▸ Given instruction 1
In the piece below about childhood eating habits, list every occasion on which "sometimes foods" were allowed in the writer's house.

▸ Extract to read
There are many reasons for this, but our main concern as educators is to do what we can to address this, by equipping children with information, skills and experiences to enable them to develop healthy habits and lifestyle choices.

Thinking back through the centuries to when I was a child, exercise was a natural part of our daily lives, and the foods on offer were very close to their original state. 

Speaking for my own family, we did not have a car until we came to Australia, so we walked everywhere, including quite a distance to and from the nearest bus stops. 

We made our own entertainment, which meant we played outside a lot, and foods were closer to their original state, making choices much simpler and healthier when it came to what we put into our mouths.

‘Fast food’ meant just that - something that would quickly satisfy our hunger: fruit, vegetables, homemade bread, etc. If we complained of hunger between meals, we were given sticks of celery, carrots or a piece of fruit.

‘Sometimes foods’ (treats), in our house, were reserved for special times, such as family holidays, birthday parties, Easter, Christmas - and once a month on paydays, when Dad would arrive home from school with ‘crisps’ and confection for all.

I can still taste those almond toffees and coconut-covered mushroom cup sweets - Mmm!

Of course, being children, we still did what children do - my siblings and I were very fond of sneaking sugar cubes from the silver sugar bowl on the dresser when Mum wasn’t looking!

We’d keep those blissful morsels in our mouths for as long as possible, savouring the syrupy sweetness, as they slowly dissolved on our grateful tongues, before trickling down our happy throats.

And we are still getting great mileage out of an incident that occurred on my 5th birthday...

I’d awoken that morning, covered in measles spots, leaving Mum with no alternative but to cancel my birthday party (suffice to say, I'm still looking for the right support group, but that's another story :-)!

My fun-loving, best friend (let’s call her ‘X’ - now, also a teacher), saved the day by turning up to help us eat the party food, her mother explaining that she was more than happy for her daughter to catch the measles sooner rather than later, to get them out of the way!

We were playing Hide ‘n’ Seek, and no one could find ‘X’ anywhere!  She was eventually discovered, hiding, crouched in a corner, stuffing her face with chocolate crackles as though there would be no tomorrow!

It wasn’t long before her mother had to take her home, green around the gills and suffering, not from the early stages of measles, but from chocolate crackle overload!

▸ Given instruction 2
Copy every line of the data item rows below, word for word.

▸ Data items
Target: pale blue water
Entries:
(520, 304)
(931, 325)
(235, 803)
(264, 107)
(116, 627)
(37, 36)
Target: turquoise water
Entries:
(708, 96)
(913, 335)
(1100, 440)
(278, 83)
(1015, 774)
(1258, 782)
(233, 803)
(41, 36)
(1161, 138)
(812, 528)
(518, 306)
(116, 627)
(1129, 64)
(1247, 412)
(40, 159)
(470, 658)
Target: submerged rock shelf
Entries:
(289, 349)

▸ Task result 1
- Family holidays
- Birthday parties
- Easter
- Christmas
- Once a month on paydays

▸ Task result 2
Target: pale blue water
Entries:
(520, 304)
(931, 325)
(235, 803)
(264, 107)
(116, 627)
(37, 36)
Target: turquoise water
Entries:
(708, 96)
(913, 335)
(1100, 440)
(278, 83)
(1015, 774)
(1258, 782)
(233, 803)
(41, 36)
(1161, 138)
(812, 528)
(518, 306)
(116, 627)
(1129, 64)
(1247, 412)
(40, 159)
(470, 658)
Target: submerged rock shelf
Entries:
(289, 349)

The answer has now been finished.